[START OF Provided text]

Living Machines: Design Paradigms for Self-Aware Machines



The relationship between humans and machines is continuously evolving. With the rise of the IoT and the Industrial IoT (IIoT), machines are becoming increasingly self-aware and interconnected. Designing for a future where machines are even more deeply integrated into human life, requires us to understand the nature of machines, their role in creating value for humans, and ultimately how machines form an essential part of human evolution with the human in the center of an ecosystem of devices, and tools that we have created around us and that will consequently keep growing.

The Machine


Humans started using machines about 750,000 years ago by creating the so-called stone axe (other figures say 1.6 million years). The stone axe is more of a tool than machine and in essence has been created by humans to become more powerful — to increase our physical strength.



With time, tools became more refined and specialized. We created the hammer and further on the excavator.
To increase our mobility, to be able to move faster through space, humans build roads and put cars on them and moved around in them. Humans were excited about the idea to be able to fly, so planes were invented. Humans desired to be able to talk to their relatives far away so we created the telephone and further down the line more sophisticated communication devices like smartphones were built.



Machines are Extensions of Ourselves


Humans have tasks to carry out everyday. We eat, move around, work, communicate. Some of these tasks we are able to do without the help of machines. But there is a significant number of tasks that we are only able to carry out by using machines. Tasks that machines carry out are human tasks and not machine task.



You will find it impossible to find a machine in this world that carries out tasks for its own sake. All are human tasks and machines are extensions of ourselves to carry out our tasks.
The distribution of tasks will happen more autonomously in the future as machines become more self-aware.

This is Evolution


Machines have been part of human evolution since 750,000 years ago with the first use of tools. Through time, human have increased the number of machines we use to extend our sphere of tasks.



Human evolution cannot be separated from machines. Humans have formed a deep symbiosis with machines. Dependency on machines has increased over time and will increase further until a possible future state of complete symbiosis. Machines are starting to become aware of each other. They are remotely connected to humans as well as they become interconnected.

[END OF Provided text]
[START OF Extracted data]

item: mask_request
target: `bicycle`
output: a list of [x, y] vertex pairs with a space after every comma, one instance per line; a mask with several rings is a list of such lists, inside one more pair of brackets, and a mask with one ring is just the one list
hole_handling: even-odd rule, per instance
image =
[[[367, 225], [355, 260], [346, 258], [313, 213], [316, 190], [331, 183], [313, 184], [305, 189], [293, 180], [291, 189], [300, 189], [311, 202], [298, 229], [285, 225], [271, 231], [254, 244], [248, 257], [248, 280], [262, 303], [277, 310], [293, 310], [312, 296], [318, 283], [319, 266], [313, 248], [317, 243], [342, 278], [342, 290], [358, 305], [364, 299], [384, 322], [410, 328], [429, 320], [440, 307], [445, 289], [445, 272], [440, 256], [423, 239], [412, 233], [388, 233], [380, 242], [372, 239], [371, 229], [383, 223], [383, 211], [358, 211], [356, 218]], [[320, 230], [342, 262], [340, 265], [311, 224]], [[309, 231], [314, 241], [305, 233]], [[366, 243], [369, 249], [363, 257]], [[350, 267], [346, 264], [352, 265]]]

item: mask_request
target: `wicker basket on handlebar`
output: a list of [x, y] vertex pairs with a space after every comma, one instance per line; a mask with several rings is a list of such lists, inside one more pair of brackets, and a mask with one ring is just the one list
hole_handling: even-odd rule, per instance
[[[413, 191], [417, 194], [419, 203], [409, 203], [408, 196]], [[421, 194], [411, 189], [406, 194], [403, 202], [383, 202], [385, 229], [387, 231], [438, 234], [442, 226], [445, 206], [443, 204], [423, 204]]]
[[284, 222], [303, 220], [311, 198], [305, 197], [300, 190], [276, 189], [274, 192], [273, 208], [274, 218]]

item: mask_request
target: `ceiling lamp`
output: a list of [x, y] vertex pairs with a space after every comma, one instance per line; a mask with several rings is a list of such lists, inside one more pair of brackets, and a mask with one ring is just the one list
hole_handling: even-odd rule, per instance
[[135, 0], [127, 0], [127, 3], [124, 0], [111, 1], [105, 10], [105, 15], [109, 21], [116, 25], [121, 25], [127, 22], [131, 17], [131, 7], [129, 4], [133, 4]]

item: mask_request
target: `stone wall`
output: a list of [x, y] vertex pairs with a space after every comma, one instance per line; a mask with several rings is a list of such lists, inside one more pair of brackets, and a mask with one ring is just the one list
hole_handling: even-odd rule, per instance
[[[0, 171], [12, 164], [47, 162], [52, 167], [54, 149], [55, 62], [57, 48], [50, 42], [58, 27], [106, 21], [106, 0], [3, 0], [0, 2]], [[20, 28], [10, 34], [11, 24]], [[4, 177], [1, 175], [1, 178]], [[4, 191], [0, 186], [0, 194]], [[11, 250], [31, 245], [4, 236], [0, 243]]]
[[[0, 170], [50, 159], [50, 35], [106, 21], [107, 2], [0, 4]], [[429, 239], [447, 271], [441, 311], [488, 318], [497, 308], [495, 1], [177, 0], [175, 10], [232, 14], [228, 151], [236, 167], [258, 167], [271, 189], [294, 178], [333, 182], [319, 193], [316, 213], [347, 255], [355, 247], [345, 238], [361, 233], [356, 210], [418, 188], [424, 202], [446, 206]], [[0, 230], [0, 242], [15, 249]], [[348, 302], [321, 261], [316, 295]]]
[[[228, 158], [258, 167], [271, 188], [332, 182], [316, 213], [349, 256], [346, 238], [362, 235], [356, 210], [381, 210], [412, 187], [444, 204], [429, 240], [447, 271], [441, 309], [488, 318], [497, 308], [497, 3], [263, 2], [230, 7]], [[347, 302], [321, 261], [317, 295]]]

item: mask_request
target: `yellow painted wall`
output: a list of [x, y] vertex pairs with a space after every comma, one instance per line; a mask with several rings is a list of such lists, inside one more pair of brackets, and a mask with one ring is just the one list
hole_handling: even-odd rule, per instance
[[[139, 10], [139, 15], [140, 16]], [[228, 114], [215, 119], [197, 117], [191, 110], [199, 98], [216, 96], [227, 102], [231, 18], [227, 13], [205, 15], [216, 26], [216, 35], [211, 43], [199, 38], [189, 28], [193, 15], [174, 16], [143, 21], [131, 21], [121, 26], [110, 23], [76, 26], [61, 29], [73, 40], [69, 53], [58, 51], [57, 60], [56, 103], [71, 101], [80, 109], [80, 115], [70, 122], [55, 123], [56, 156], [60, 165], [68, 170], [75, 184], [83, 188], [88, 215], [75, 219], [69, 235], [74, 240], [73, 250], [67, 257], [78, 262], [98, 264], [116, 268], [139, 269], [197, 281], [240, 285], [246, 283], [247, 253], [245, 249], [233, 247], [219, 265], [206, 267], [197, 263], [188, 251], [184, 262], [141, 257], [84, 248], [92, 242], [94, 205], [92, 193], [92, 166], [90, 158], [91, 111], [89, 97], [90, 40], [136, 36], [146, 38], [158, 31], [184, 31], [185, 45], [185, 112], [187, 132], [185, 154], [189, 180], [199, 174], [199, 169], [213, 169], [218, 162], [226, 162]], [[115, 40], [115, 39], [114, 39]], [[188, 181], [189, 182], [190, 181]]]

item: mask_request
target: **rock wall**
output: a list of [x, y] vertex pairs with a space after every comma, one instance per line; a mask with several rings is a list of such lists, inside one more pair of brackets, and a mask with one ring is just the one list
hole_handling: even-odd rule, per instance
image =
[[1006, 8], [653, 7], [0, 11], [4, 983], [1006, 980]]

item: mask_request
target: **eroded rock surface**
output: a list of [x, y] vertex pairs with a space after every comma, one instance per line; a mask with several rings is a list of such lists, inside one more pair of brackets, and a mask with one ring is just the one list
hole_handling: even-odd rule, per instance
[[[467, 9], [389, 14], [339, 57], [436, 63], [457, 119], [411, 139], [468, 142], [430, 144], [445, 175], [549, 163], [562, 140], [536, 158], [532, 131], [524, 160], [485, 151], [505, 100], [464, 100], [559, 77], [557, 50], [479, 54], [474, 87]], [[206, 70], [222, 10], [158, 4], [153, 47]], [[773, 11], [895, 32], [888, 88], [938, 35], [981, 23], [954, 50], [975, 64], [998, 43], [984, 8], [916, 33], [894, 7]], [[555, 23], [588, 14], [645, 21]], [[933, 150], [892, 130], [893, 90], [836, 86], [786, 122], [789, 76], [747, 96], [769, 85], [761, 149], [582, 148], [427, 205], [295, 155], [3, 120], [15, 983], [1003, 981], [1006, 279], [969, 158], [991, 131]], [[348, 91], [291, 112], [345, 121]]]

[END OF Extracted data]

▶ [Goal of the exercise]: Reproduce, word for word, the part of the article on self-aware machines above that begins at the words "The Machine" and stops after "our physical strength.".

▶ [Solution below]:
The Machine


Humans started using machines about 750,000 years ago by creating the so-called stone axe (other figures say 1.6 million years). The stone axe is more of a tool than machine and in essence has been created by humans to become more powerful — to increase our physical strength.